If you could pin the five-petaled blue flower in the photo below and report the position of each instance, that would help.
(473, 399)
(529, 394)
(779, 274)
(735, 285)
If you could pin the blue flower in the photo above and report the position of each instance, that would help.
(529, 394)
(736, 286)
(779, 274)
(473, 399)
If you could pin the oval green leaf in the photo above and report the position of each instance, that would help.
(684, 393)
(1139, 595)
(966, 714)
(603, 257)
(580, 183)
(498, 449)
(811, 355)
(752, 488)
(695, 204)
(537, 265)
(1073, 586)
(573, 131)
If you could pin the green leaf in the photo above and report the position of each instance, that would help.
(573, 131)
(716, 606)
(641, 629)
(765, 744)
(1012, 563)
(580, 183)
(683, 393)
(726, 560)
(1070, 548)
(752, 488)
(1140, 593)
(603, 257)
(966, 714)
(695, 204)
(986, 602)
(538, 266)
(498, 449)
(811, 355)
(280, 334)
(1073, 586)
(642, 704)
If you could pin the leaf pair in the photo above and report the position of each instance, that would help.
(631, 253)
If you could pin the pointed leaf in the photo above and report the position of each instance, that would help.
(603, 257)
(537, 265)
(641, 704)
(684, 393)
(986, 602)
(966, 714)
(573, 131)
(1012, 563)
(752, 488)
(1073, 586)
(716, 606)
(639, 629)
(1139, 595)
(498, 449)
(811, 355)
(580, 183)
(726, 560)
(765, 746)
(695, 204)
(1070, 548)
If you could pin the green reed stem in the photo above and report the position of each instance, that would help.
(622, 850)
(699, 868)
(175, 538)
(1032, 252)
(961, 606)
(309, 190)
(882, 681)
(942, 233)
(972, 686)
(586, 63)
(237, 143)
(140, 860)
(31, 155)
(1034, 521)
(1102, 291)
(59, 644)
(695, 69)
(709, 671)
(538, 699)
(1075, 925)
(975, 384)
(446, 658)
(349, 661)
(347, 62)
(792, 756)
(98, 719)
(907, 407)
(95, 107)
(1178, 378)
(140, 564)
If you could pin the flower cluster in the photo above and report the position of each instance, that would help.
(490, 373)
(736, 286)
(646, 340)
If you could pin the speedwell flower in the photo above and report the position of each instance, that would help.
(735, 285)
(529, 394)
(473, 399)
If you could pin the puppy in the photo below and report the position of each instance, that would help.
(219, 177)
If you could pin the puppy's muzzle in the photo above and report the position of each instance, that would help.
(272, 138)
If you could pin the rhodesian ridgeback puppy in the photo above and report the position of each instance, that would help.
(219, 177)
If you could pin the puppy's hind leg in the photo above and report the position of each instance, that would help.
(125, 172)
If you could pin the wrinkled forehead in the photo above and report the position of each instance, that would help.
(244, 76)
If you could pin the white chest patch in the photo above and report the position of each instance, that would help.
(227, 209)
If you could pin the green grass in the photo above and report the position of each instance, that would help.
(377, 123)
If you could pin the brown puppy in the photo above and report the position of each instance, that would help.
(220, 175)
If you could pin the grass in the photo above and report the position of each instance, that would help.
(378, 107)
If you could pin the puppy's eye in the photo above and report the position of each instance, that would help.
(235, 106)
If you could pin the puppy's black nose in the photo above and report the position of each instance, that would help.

> [What you should do]: Reproduce the entire listing word for word.

> [Response for this exercise]:
If you could pin the five-petaled blue flower in the photo below and report the position of each instance, that would help.
(473, 399)
(529, 394)
(779, 274)
(735, 285)
If you could pin the blue flower in the photo above and report the position of each instance, that would help.
(529, 394)
(736, 286)
(779, 274)
(473, 399)
If you could pin the oval green leaf in the photo above and report the position of each instance, that would help.
(684, 393)
(1139, 595)
(966, 714)
(603, 257)
(580, 183)
(498, 449)
(811, 355)
(752, 488)
(695, 204)
(537, 265)
(1073, 586)
(573, 131)
If you could pin the green leaf in the photo above and report the position of each instance, that would help.
(573, 131)
(716, 606)
(641, 629)
(765, 744)
(1012, 563)
(580, 183)
(683, 393)
(726, 560)
(1070, 548)
(752, 488)
(1140, 593)
(603, 257)
(966, 714)
(695, 204)
(986, 602)
(538, 266)
(498, 449)
(811, 355)
(280, 334)
(1073, 586)
(642, 704)
If you could pin the leaf pair in the photo above and report the position of each instance, that would help.
(631, 253)
If you could pin the pointed leaf in the photo above and report the position of each instance, that would help.
(603, 257)
(537, 265)
(641, 704)
(684, 393)
(986, 602)
(966, 714)
(573, 131)
(1012, 563)
(752, 488)
(1073, 586)
(716, 606)
(639, 629)
(1139, 595)
(498, 449)
(811, 355)
(580, 183)
(726, 560)
(765, 746)
(695, 204)
(1070, 548)
If you could pin the green reed stem in the photo above and report the position of each instance, that would help.
(622, 850)
(699, 868)
(175, 538)
(1032, 252)
(961, 606)
(309, 190)
(882, 681)
(942, 233)
(972, 686)
(586, 63)
(237, 143)
(140, 860)
(31, 155)
(1034, 521)
(1102, 291)
(59, 644)
(695, 69)
(709, 671)
(538, 699)
(1075, 925)
(975, 384)
(446, 658)
(349, 661)
(347, 62)
(792, 756)
(98, 719)
(907, 407)
(95, 107)
(1178, 378)
(140, 564)
If you could pin the flower cluster in the photo above and report the position of each instance, that would help.
(490, 373)
(736, 286)
(646, 340)
If you could pin the speedwell flower in the photo above and report the position of each instance, that would help.
(735, 285)
(529, 394)
(473, 399)
If you could pin the puppy in the photo below and report the position of each instance, that would help.
(219, 177)
If you could pin the puppy's muzzle in the photo above and report the position of each instance, that would help.
(272, 138)
If you could pin the rhodesian ridgeback puppy in the photo above and report the position of each instance, that would help.
(219, 177)
If you could pin the puppy's hind leg in the photo above and report the position of each instance, that would help.
(125, 172)
If you could pin the wrinkled forehead in the photo above and report the position of each instance, that would help.
(244, 76)
If you could pin the white chest patch in the photo above and report the position of each instance, that would help.
(227, 209)
If you could pin the green grass in the photo above and report the position of each instance, that would help.
(377, 123)
If you could pin the brown puppy in the photo above and report the position of each instance, that would help.
(220, 175)
If you could pin the grass in the photo above and report the position of each instance, that would help.
(378, 107)
If you could pin the puppy's eye in the photo above and report the position of each instance, that would help.
(235, 106)
If you could pin the puppy's black nose in the photo above and report the position of each instance, that would help.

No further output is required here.